*Task goal*
Copy all of the material below line for line without changing anything. Leave the pictures out of your copy.

[Region annotation entries]
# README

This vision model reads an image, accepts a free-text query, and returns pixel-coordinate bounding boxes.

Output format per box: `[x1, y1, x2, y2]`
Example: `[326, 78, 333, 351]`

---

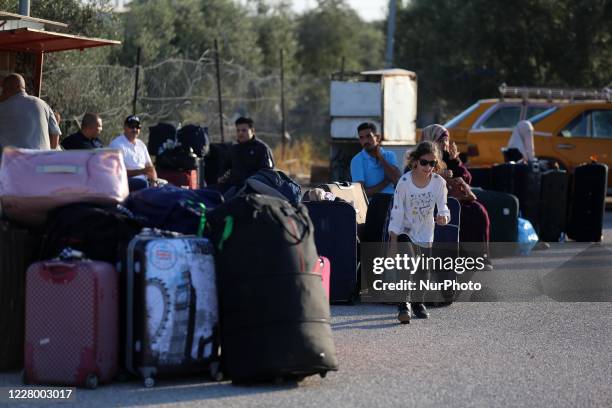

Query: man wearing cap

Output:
[351, 122, 401, 242]
[218, 117, 274, 191]
[108, 115, 157, 191]
[61, 113, 104, 150]
[0, 74, 62, 150]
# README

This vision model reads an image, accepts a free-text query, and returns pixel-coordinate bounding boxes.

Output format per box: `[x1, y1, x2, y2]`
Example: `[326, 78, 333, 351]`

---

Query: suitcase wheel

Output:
[210, 362, 223, 382]
[85, 374, 98, 390]
[142, 377, 155, 388]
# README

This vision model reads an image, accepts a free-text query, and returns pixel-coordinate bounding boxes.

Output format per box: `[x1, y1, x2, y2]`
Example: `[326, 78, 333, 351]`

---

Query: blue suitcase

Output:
[304, 201, 359, 303]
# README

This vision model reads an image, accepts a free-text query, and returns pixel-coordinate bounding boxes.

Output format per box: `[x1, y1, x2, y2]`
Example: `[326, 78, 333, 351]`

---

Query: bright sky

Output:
[293, 0, 389, 21]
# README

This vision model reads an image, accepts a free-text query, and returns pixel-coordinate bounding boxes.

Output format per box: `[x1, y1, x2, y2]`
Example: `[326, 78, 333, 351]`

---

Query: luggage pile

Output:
[470, 162, 608, 247]
[147, 123, 210, 189]
[0, 149, 338, 388]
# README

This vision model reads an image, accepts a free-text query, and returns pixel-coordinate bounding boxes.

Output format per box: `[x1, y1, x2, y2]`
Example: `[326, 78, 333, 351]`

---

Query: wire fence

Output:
[42, 54, 329, 150]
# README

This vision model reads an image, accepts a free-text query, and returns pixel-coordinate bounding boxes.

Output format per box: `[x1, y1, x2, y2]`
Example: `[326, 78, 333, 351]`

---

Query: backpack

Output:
[40, 203, 144, 265]
[155, 145, 199, 171]
[176, 125, 210, 157]
[147, 123, 176, 156]
[237, 169, 302, 204]
[208, 194, 338, 382]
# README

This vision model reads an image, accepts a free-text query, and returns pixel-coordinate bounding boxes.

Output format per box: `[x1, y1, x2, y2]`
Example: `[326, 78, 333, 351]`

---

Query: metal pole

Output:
[385, 0, 397, 68]
[19, 0, 30, 16]
[132, 47, 140, 115]
[280, 48, 287, 159]
[215, 38, 225, 143]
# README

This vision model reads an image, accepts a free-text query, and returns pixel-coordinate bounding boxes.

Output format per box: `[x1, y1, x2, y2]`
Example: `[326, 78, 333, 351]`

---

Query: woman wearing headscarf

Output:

*Task result*
# README

This vision model reads an image, accepts a free-text query, and returns pixel-coordinate bounding boxes.

Output format per box: `[x1, y1, x2, y2]`
Example: `[326, 78, 333, 351]`

---


Query: man wearing cap

Output:
[351, 122, 401, 242]
[218, 117, 274, 191]
[108, 115, 157, 191]
[61, 113, 104, 150]
[0, 74, 62, 150]
# README

This vision model reads an image, accepts a free-text query, and returns pixel-coordinate bounding boxes.

Output format per box: `[x1, y1, x2, y2]`
Example: `[326, 78, 333, 351]`

---

Query: suitcase wheel

Output:
[210, 362, 223, 382]
[85, 374, 98, 390]
[142, 377, 155, 388]
# README

This vision model reads an image, accepts a free-text query, and returns pixel-coordinate bounding boxes.

Output format per box: `[x1, y1, x2, y2]`
Example: `[326, 78, 333, 351]`

---

Query: blue suitcase

Output:
[304, 201, 359, 303]
# README

This vision model reads an image, accepts a free-text query, and returns pixel-coordinate bounding boxes.

Output format per box: `[x1, y1, x2, y2]`
Example: `[326, 78, 333, 351]`

---

Query: bright sky

Output:
[293, 0, 389, 21]
# README

This vision model reads an image, accepts a free-text query, and returns pixel-coordinate bounding boxes.

Output format per box: `[x1, y1, x2, y2]`
Example: `[326, 78, 333, 351]`

---

Query: luggage pile

Output:
[470, 162, 608, 247]
[147, 123, 210, 189]
[0, 149, 338, 388]
# README

This vision model reads an image, accepts a free-text query, and returns pixel-coordinate bounding boxes.

Output format per box: `[x1, y1, x2, y2]`
Example: `[326, 78, 333, 351]`

---

Query: wire fence

Output:
[42, 54, 329, 150]
# README

This vision model reads an image, accepts a free-text query, and returns pixel-coordinate bounding boxes.

Output format per box: `[x1, y1, x2, y2]`
Example: `[326, 78, 333, 351]`

---

Query: backpack

Output:
[40, 203, 144, 265]
[155, 145, 199, 171]
[176, 125, 210, 157]
[147, 123, 176, 156]
[237, 169, 302, 204]
[208, 194, 338, 382]
# README

This vision model reads an image, accepts a free-text query, and returns pixel-coordinate bounding boxes.

Output format per box: `[x1, y1, x2, y2]`
Example: `[326, 78, 333, 351]`

---

Query: metal pole

Output:
[385, 0, 397, 68]
[19, 0, 30, 16]
[132, 47, 140, 115]
[280, 48, 287, 159]
[215, 38, 225, 143]
# README

This vision model reads an image, accepts a free-text query, and returns pixel-coordinate bounding boxes.

Output format per box: `[x1, y1, x2, y2]`
Example: `[326, 78, 333, 351]`

---

Query: woman wearing headscarf

Output:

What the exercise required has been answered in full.